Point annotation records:
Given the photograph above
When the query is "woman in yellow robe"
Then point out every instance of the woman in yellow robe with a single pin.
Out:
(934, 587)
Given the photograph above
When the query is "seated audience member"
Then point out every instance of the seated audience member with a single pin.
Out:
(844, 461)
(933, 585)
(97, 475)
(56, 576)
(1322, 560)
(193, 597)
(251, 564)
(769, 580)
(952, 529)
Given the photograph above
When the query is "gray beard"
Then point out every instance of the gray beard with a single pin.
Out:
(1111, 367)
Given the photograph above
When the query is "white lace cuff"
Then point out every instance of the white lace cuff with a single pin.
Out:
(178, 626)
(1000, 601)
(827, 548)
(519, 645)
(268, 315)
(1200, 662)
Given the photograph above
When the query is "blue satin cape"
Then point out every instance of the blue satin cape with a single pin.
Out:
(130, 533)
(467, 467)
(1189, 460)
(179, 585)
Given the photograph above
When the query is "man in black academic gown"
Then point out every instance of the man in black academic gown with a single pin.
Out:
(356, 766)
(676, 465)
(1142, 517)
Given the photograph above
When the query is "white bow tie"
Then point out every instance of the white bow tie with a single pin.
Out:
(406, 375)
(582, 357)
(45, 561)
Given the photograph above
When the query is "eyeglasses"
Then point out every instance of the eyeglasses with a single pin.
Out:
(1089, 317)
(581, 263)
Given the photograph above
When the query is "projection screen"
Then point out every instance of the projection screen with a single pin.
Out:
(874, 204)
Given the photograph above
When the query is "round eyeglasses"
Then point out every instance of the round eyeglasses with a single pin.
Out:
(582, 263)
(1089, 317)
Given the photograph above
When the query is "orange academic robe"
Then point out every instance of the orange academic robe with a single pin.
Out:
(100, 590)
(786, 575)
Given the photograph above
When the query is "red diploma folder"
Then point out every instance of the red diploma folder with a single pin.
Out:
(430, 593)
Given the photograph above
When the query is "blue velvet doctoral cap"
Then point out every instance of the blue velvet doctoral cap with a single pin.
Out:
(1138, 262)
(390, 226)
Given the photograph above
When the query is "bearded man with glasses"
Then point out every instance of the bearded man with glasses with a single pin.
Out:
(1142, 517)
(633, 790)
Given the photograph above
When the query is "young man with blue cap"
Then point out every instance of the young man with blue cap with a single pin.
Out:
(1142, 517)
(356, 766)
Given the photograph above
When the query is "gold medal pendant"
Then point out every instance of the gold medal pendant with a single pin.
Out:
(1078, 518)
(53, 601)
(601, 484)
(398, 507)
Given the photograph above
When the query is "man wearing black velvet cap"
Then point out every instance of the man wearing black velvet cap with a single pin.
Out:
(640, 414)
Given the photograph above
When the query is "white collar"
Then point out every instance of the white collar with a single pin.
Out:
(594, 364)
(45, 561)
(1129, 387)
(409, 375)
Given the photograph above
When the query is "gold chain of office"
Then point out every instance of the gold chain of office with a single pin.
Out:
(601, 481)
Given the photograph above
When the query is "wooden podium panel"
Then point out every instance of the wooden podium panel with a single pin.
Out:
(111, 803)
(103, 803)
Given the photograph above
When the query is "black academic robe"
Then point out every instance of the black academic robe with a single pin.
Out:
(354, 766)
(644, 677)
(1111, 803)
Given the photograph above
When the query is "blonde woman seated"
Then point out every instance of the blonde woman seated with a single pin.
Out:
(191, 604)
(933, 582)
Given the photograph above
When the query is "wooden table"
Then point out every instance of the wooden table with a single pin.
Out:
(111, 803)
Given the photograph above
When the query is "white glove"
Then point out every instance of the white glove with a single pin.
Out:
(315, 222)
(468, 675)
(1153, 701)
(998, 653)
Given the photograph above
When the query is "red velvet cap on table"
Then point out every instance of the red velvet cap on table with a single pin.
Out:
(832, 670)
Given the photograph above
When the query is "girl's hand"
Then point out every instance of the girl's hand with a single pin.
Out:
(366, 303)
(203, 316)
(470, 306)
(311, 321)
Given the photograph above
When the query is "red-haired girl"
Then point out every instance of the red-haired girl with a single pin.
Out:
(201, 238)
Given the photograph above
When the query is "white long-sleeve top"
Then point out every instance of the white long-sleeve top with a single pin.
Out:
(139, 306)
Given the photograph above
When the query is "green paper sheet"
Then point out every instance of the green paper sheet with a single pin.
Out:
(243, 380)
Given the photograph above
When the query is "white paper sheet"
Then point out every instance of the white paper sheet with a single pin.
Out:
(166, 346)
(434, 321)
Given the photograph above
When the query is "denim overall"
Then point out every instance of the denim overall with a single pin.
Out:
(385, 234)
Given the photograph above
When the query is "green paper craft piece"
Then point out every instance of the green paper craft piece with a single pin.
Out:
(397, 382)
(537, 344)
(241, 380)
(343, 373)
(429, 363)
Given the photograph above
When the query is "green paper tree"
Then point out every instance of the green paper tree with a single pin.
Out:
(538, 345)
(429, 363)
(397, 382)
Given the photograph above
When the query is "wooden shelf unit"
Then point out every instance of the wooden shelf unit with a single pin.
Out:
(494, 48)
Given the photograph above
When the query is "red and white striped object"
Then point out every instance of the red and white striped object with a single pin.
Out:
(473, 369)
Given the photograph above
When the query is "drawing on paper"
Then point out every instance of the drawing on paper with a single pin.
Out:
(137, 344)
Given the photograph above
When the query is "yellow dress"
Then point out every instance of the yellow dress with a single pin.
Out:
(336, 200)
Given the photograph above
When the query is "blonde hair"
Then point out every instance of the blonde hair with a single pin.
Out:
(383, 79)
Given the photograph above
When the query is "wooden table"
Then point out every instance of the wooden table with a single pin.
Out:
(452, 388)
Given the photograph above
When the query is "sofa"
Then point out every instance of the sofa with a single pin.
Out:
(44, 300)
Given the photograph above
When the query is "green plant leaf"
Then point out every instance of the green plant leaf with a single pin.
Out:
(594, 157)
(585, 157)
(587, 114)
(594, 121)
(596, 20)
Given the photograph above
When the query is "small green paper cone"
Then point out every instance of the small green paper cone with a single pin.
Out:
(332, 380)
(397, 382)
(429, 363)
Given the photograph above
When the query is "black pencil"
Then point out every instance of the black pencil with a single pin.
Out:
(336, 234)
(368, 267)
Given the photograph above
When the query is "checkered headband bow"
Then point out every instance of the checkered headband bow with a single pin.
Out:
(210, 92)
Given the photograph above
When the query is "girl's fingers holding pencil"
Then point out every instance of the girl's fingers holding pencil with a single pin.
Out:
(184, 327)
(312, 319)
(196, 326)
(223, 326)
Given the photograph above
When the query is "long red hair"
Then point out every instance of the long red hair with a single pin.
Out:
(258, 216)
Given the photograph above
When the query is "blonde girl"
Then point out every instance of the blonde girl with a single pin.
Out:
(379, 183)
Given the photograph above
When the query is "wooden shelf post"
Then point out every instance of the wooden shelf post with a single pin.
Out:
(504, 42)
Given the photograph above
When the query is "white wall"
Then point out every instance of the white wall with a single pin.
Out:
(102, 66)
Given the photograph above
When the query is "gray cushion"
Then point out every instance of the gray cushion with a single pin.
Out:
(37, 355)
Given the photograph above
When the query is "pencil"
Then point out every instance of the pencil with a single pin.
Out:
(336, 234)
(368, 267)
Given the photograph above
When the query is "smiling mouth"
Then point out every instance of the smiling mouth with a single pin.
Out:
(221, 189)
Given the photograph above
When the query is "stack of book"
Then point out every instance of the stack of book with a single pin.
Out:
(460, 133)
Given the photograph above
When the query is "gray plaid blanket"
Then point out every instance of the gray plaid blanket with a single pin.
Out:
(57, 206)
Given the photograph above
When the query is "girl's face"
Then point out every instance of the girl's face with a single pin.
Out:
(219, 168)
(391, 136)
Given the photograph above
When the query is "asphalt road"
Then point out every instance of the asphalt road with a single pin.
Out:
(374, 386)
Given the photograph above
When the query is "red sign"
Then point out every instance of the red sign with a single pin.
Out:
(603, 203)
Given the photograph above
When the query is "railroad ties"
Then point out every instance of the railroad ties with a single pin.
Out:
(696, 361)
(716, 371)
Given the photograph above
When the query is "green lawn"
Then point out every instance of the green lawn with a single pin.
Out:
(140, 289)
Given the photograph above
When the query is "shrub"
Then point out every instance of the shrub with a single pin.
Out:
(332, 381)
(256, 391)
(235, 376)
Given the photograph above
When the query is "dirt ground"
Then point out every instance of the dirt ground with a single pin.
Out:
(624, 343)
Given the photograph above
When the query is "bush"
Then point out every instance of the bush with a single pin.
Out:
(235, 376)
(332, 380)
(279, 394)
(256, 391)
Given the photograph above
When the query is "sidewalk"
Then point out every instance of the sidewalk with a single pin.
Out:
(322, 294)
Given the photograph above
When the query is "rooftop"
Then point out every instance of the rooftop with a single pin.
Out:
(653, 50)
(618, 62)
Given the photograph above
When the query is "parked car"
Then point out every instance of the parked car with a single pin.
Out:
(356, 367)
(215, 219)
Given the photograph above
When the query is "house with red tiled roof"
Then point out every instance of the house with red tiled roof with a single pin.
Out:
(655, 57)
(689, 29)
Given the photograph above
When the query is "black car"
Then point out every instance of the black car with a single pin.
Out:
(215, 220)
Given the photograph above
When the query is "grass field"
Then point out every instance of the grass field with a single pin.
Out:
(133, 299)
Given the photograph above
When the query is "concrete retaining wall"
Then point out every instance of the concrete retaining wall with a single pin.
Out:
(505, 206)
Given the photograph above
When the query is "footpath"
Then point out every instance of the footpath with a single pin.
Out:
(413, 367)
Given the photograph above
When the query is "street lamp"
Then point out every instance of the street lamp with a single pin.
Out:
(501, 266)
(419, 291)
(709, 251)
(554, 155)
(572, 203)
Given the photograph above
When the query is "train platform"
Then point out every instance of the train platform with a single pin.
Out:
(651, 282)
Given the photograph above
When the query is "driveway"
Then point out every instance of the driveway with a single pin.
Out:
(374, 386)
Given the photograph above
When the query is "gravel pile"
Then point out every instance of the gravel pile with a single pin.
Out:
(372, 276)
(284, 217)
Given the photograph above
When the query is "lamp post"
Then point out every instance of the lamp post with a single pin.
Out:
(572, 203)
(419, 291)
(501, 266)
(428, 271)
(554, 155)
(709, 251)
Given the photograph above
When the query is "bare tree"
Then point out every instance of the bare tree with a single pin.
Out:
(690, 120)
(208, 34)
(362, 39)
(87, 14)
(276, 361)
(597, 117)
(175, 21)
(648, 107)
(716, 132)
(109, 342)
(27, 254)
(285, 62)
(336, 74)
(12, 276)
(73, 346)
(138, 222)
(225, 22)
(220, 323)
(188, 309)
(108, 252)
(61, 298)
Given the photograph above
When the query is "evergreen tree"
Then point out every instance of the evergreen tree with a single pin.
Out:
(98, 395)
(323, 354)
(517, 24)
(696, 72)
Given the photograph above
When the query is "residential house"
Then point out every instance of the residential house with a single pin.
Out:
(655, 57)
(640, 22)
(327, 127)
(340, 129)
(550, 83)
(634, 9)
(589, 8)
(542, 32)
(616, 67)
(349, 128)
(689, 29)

**THE REQUEST:** Find each line in the records above that contains the word "blue", with capital and small letters matching, and copy those lines out.

**WRITTEN SOLUTION:**
When the query is "blue satin cape"
Then point out every instance of the blue satin cape with a single pin.
When the query is "blue velvet doctoral cap"
Then point out every instance of the blue velvet doctoral cap with a single pin.
When the query is "young man with blue cap"
Then point out every instance of the young man with blue cap with a single pin.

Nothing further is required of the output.